--- RECORDS ---

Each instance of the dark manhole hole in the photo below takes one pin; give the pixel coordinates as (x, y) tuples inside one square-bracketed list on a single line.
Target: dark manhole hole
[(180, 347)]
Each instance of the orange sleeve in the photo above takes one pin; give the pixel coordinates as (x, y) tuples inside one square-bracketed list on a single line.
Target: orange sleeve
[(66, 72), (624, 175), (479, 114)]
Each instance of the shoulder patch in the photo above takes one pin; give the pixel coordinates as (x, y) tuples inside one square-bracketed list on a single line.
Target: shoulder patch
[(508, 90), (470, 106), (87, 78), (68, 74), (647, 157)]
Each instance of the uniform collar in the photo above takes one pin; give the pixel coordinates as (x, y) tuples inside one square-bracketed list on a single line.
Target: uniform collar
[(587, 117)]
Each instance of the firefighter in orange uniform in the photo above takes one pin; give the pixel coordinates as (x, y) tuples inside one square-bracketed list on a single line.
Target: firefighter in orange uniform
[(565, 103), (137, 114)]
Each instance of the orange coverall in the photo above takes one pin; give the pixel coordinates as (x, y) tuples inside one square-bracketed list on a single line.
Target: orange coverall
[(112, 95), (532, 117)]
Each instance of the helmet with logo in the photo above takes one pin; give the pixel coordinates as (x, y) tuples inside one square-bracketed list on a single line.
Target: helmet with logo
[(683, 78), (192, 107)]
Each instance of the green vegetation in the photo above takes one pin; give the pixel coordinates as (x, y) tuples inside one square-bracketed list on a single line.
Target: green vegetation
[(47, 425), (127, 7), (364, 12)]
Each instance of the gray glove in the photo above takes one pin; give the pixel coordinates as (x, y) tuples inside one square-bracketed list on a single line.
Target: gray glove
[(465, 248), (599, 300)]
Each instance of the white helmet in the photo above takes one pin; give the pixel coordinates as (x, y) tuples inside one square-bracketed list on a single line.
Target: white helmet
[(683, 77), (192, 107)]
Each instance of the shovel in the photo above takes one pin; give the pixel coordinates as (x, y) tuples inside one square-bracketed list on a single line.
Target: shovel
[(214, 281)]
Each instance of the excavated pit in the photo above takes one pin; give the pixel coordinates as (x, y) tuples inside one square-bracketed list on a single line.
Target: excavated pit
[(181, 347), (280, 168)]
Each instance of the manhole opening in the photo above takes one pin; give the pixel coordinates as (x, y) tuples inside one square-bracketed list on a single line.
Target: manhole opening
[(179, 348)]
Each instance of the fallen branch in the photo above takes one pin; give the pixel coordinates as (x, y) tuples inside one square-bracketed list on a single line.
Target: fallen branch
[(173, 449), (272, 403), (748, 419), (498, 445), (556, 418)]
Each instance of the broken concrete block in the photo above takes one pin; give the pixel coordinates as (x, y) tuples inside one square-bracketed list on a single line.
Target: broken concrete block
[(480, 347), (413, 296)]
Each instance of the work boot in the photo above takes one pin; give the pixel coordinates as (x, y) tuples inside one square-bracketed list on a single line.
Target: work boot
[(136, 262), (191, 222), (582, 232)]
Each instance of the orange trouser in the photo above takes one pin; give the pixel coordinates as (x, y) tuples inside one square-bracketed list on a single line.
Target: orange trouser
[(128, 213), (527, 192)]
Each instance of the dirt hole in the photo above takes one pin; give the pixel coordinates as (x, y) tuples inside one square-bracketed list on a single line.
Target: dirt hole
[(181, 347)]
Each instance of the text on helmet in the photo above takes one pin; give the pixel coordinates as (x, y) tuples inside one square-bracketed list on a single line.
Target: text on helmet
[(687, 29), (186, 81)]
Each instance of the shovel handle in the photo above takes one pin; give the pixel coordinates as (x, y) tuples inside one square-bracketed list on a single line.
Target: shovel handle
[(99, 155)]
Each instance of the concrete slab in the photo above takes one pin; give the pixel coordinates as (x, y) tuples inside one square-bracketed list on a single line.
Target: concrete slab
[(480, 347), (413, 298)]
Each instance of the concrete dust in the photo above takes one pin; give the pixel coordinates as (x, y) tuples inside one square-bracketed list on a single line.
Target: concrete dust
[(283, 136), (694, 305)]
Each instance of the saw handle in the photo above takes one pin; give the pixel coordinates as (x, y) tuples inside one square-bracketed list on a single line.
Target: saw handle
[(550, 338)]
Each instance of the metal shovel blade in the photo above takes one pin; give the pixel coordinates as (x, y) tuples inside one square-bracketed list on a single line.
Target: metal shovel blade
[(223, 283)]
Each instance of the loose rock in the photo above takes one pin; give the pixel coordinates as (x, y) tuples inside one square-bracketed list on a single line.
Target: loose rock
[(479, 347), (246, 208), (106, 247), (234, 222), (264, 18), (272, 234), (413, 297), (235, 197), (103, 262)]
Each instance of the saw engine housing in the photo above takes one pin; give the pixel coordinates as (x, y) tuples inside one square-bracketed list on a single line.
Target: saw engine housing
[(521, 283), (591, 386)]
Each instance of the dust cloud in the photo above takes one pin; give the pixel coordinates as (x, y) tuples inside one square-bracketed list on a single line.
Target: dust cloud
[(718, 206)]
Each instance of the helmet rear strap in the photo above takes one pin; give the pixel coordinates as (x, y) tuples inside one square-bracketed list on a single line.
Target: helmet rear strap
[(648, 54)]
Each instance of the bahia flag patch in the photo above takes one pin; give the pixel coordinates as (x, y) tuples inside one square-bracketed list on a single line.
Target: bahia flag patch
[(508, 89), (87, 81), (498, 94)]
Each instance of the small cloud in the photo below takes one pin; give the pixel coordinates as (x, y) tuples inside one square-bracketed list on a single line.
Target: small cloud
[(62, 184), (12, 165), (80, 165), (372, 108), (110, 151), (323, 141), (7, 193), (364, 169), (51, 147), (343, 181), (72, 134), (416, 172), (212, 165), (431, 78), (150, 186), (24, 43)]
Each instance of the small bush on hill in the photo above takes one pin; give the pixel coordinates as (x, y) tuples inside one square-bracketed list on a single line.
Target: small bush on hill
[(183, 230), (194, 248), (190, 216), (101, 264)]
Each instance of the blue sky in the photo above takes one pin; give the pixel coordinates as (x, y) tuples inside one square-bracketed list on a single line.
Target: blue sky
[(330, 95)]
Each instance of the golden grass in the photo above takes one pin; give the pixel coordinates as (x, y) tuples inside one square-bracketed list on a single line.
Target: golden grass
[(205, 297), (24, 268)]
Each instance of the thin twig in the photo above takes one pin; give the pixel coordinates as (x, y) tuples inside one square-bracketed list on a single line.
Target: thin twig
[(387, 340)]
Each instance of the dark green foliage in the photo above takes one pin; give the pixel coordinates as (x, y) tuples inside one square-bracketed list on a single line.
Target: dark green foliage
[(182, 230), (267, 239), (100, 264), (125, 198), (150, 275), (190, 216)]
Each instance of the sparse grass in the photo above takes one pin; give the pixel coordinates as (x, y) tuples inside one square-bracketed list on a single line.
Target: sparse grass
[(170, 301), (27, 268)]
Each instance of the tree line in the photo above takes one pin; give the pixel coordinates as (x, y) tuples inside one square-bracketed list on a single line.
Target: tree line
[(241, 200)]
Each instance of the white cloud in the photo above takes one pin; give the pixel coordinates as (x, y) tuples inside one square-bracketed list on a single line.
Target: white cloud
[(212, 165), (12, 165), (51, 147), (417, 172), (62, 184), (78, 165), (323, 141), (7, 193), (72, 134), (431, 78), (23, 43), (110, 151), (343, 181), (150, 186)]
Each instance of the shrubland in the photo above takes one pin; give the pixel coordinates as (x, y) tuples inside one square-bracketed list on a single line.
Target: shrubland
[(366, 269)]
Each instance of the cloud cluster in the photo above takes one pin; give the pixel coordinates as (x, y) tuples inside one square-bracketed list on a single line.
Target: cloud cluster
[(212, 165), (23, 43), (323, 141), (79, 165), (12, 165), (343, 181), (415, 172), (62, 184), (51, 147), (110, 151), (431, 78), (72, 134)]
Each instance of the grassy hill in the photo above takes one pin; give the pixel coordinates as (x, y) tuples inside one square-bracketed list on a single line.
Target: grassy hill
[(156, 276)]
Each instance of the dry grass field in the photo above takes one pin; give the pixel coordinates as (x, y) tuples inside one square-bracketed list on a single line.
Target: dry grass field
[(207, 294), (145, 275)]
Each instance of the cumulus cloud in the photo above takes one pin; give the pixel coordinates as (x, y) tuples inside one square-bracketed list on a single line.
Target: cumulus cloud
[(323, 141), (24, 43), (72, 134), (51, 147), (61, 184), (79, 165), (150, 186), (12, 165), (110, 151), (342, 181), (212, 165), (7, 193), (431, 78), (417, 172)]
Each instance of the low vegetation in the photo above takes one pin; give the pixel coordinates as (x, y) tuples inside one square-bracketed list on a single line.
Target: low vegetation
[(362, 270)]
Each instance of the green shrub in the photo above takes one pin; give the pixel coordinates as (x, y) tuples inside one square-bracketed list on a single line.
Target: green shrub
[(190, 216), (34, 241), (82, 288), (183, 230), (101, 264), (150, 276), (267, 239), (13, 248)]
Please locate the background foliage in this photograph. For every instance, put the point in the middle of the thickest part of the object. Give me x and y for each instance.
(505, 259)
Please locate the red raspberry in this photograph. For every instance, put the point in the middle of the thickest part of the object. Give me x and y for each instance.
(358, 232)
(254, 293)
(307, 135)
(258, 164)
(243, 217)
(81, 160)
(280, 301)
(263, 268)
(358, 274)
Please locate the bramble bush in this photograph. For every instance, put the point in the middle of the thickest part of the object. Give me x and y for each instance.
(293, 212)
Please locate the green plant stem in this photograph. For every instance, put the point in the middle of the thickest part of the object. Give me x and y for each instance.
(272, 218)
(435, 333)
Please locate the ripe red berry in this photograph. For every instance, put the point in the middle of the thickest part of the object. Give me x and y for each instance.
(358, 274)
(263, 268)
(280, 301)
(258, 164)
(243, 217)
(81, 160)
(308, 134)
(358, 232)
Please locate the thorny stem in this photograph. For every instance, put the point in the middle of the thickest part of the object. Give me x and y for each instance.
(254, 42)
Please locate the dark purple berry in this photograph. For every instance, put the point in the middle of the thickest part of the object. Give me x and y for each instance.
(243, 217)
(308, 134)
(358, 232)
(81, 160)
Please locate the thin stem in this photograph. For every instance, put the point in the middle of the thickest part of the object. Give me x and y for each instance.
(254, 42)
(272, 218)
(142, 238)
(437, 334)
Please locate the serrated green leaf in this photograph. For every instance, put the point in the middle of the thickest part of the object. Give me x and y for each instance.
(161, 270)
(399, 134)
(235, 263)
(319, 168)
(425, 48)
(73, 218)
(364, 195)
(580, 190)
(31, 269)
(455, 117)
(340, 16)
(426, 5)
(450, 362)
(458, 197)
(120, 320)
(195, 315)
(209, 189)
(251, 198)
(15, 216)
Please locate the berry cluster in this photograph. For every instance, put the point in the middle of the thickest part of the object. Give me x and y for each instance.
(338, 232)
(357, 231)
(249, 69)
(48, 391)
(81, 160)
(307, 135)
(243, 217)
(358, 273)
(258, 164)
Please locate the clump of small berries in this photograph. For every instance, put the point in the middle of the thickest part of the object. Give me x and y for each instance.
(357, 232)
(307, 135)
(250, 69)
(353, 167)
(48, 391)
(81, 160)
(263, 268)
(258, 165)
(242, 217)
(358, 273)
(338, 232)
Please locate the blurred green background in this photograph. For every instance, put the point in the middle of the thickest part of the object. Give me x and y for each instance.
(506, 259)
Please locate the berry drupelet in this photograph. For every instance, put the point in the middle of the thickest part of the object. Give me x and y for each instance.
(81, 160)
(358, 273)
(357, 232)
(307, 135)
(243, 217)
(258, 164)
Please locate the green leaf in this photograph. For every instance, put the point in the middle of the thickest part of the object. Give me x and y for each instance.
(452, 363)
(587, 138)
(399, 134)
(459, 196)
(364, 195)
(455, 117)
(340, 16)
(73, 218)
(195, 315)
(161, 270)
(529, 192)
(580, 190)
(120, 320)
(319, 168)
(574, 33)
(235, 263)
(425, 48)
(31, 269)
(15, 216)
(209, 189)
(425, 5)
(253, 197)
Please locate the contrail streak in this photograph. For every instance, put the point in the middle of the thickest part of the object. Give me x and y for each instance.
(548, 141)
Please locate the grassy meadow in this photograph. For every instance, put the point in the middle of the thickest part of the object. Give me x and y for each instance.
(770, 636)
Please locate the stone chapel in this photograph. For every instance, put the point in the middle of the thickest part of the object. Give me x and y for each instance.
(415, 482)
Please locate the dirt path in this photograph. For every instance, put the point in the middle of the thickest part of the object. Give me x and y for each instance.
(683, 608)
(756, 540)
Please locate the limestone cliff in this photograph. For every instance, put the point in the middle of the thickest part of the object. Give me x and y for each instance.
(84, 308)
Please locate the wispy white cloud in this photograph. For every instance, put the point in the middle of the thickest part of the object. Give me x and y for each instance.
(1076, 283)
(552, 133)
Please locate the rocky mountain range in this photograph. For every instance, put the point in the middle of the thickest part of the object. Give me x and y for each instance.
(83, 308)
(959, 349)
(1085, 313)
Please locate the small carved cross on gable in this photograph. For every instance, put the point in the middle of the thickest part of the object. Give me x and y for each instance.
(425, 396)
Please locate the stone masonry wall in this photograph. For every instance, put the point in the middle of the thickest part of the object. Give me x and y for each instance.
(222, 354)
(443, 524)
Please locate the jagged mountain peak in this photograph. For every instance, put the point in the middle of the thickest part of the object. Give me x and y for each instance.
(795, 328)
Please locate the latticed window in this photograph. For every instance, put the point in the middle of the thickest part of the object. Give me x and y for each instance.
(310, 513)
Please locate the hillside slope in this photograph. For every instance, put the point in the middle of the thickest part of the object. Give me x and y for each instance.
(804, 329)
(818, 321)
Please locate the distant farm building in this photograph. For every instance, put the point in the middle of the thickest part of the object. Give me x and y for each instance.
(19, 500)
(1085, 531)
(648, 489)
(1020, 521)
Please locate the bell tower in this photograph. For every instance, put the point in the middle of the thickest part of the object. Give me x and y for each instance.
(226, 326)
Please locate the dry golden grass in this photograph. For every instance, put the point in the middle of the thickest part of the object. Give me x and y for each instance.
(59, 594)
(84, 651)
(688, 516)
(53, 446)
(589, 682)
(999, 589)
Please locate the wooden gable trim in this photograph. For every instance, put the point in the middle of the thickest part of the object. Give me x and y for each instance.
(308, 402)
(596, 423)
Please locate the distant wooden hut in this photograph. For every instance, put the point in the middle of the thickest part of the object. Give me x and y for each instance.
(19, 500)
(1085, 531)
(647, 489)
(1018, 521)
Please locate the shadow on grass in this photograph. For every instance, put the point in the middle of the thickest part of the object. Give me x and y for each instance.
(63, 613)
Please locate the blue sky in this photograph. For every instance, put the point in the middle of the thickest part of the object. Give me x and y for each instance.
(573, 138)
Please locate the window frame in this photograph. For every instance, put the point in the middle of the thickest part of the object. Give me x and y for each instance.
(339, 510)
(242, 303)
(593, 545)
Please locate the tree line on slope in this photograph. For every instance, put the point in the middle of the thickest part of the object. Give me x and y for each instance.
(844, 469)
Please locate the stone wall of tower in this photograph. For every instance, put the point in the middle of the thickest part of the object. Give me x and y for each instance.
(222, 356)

---

__EXERCISE GOAL__. From the records above, copy each line that contains the word "below".

__ANSWER FOR THE TASK__.
Each instance of the dark manhole hole in the photo below takes one pin; give the pixel coordinates as (x, y) tuples inside one square-bracketed list on a single line.
Each instance of the small cloud in the photo below takes one pin; give the pixel coordinates as (x, y) tuples inside one square-bracketed list on a single line.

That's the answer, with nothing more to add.